Goal A ▸
In the GAN passage, what size are the images resized and cropped to?
Goal B ▸
From the entries below, pull out every line that contains the string "yellow", matching case exactly.

[Begin Supplied passage]

What are GANs?
Deep neural networks are used mainly for supervised learning: classification or regression. Generative Adversarial Networks or GANs, however, use neural networks for a very different purpose: Generative modeling.
Generative Modeling is generating examples that plausibly could have been drawn from the original dataset.
Working of GANs can be explained by the following flowchart:
Dataset
We will be using a dump of all images from the famous Bored Apes Yacht Club (BAYC) NFT.
Making dataset ready for training
Let’s load this dataset using the ImageFolder class from torchvision. We will also resize and crop the images to 64x64 px, and normalize the pixel values with a mean & standard deviation of 0.5 for each channel. This will ensure that pixel values are in the range (-1, 1), which is more convenient for training the discriminator.

[End Supplied passage]
[Begin Data lines]

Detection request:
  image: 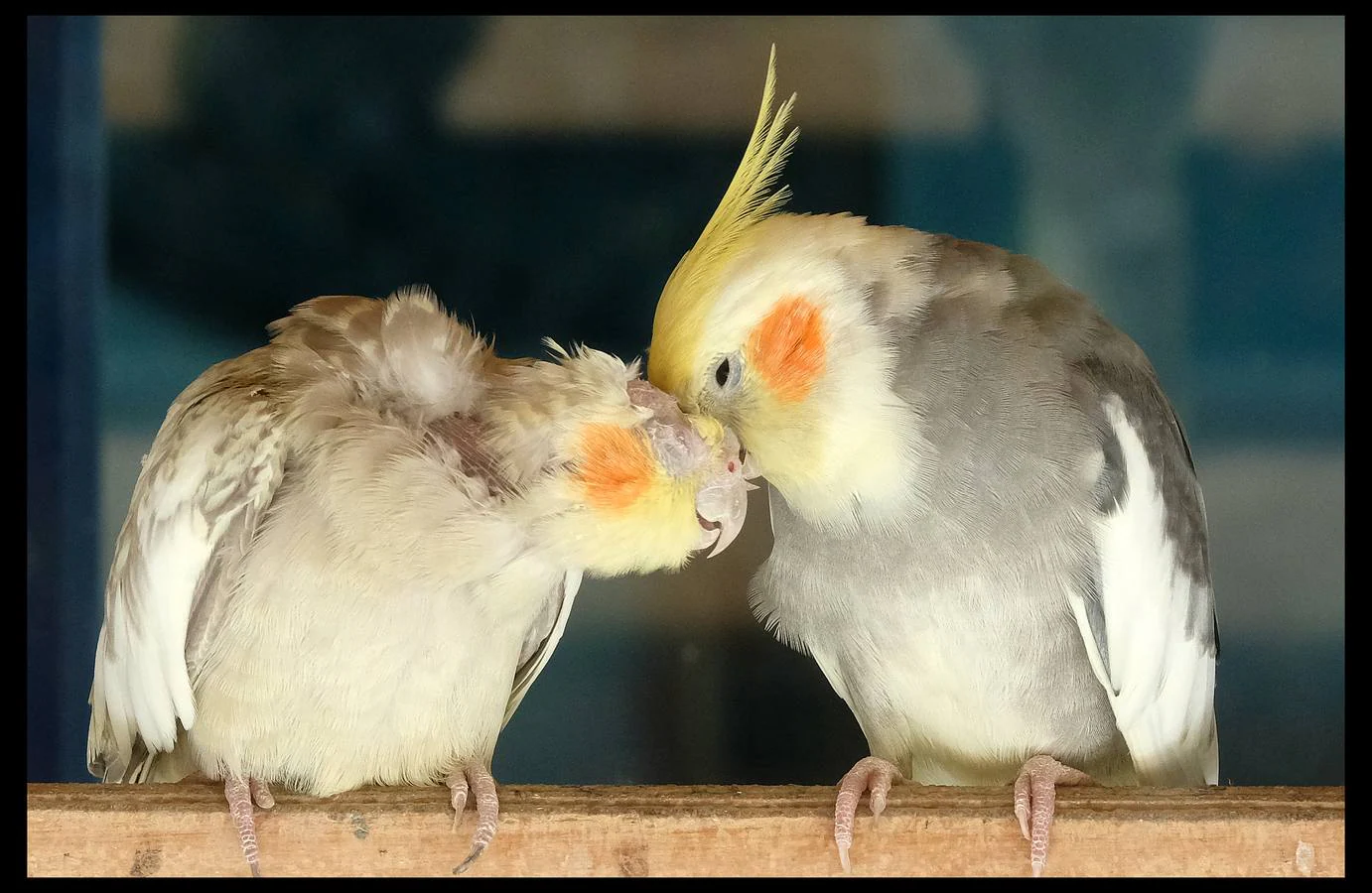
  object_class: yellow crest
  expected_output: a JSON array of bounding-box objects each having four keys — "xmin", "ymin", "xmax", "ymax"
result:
[{"xmin": 647, "ymin": 46, "xmax": 800, "ymax": 394}]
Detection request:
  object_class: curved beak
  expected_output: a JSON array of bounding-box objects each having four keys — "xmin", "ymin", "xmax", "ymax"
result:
[{"xmin": 696, "ymin": 431, "xmax": 757, "ymax": 559}]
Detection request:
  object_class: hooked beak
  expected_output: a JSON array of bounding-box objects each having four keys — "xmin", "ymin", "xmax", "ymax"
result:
[{"xmin": 696, "ymin": 431, "xmax": 757, "ymax": 559}]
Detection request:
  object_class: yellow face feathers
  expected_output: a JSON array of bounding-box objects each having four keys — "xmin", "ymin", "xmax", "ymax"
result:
[
  {"xmin": 561, "ymin": 417, "xmax": 741, "ymax": 576},
  {"xmin": 647, "ymin": 47, "xmax": 800, "ymax": 394}
]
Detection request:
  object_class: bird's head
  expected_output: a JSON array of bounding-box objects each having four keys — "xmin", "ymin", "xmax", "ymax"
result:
[
  {"xmin": 493, "ymin": 341, "xmax": 754, "ymax": 576},
  {"xmin": 647, "ymin": 50, "xmax": 908, "ymax": 521}
]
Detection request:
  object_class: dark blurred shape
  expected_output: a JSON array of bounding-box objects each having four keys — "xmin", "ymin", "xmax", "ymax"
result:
[
  {"xmin": 26, "ymin": 15, "xmax": 104, "ymax": 782},
  {"xmin": 111, "ymin": 17, "xmax": 881, "ymax": 355}
]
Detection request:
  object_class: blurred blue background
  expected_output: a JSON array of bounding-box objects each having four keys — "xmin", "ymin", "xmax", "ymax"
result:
[{"xmin": 28, "ymin": 17, "xmax": 1344, "ymax": 785}]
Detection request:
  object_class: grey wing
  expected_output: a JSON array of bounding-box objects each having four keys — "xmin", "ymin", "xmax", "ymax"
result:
[
  {"xmin": 1070, "ymin": 358, "xmax": 1220, "ymax": 786},
  {"xmin": 500, "ymin": 571, "xmax": 582, "ymax": 728},
  {"xmin": 86, "ymin": 351, "xmax": 285, "ymax": 781}
]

[End Data lines]

Task solution A ▸
64x64 px.

Task solution B ▸
  object_class: yellow crest
  object_class: yellow face feathers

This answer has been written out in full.